**TRAVAIL DEMANDÉ**
Prolongez le texte sur les prisons, réelles et intérieures, en reprenant juste après sa dernière phrase.

**EXTRAIT**
Cette semaine, Lucie parcourt les prisons, réelles et fantasmées, matérielles et intérieures de personnes variées. Tous ces gens n’ont-ils pas un point commun ? Ne nous racontent-ils pas des histoires de liberté ?

 

– Maman, c’est quoi le bagne ?

C’est un endroit où, jadis, on enfermait les gens qui avaient fait de grosses bêtises. Pour les forcer à travailler. 

Je me souviens d’avoir posé cette question quand j’étais petite. De la réponse de ma mère, j’en conclus que le bagne était une grande usine remplie de méchant-e-s. Mais un peu plus tard, Albert Londres m’a fait découvrir ce lieu qui broyait les forçats, les nuances du sujet et les aspects complexes d’une mécanique millénaire. Point de salut sur les îles du Salut, à Cayenne ou à Tataouine.

Dans ses récits trépidants qui décrivent des humain-e-s emprisonné-e-s dans des geôles sans libération conditionnelle ni date de sortie, Londres nous fait vivre l’enfermement dans ce qu’il a de plus littéral et tragique. Mais ces prisonniers-ères, dans leur malheur sans fin, n’« ont qu’une idée fixe : la liberté ».

Puis Malik m’a à son tour initiée à la prison, tout comme le ténébreux Miguel. Et de m’apercevoir que la geôle allait au-delà de grands bâtiments remplis de cellules : la prison cristallise tant de complexité… Elle est, semble-t-il, une communauté, une civilisation en soi. Il y est question de vouloir en sortir et, paradoxalement, n’envisager que d’y rester, rester auprès des siens.

Entre cliquetis des menottes, des clés passées dans ces grosses serrures, et bruits sourds des portes blindées, la prison se matérialise parfois par une structure. Mais elle est également un corps, une norme, une convention ou un jeu du cerveau.

**MATÉRIEL FOURNI**
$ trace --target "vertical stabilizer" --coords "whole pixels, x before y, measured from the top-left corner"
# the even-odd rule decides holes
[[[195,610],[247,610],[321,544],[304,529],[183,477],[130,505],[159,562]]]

**CORRIGÉ**
Et puis, l’enfermement n’existe pas sans son corollaire : la liberté, si irréelle qu’elle ressemble à un abîme. Elle nous fait peur. Sans doute toi aussi vis-tu tous les jours accompagné-e par « the wall », cette prison mentale avec laquelle chacun-e fait corps… The wall, c’est poser des barrières de cristal entre moi, toi, lui et elle, construire des murs réels et fantasmés pour neutraliser les différences, uniformiser, et fermer les portes qui ne demandent qu’à s’ouvrir à l’infini.

Nous sommes tou-te-s un peu prisonniers-ères. Sauf peut-être celles et ceux qui osent fuir, les marginaux-ales éveillé-e-s à la conscience de soi et des autres. Mais face au risque de vivre l’aventure de la liberté, nous voilà à voler au-dessus d’un nid de coucou, enfermé-e-s par la loi de la majorité.

Et ta prison, elle ressemble à quoi ? L’évasion est prévue pour quand ?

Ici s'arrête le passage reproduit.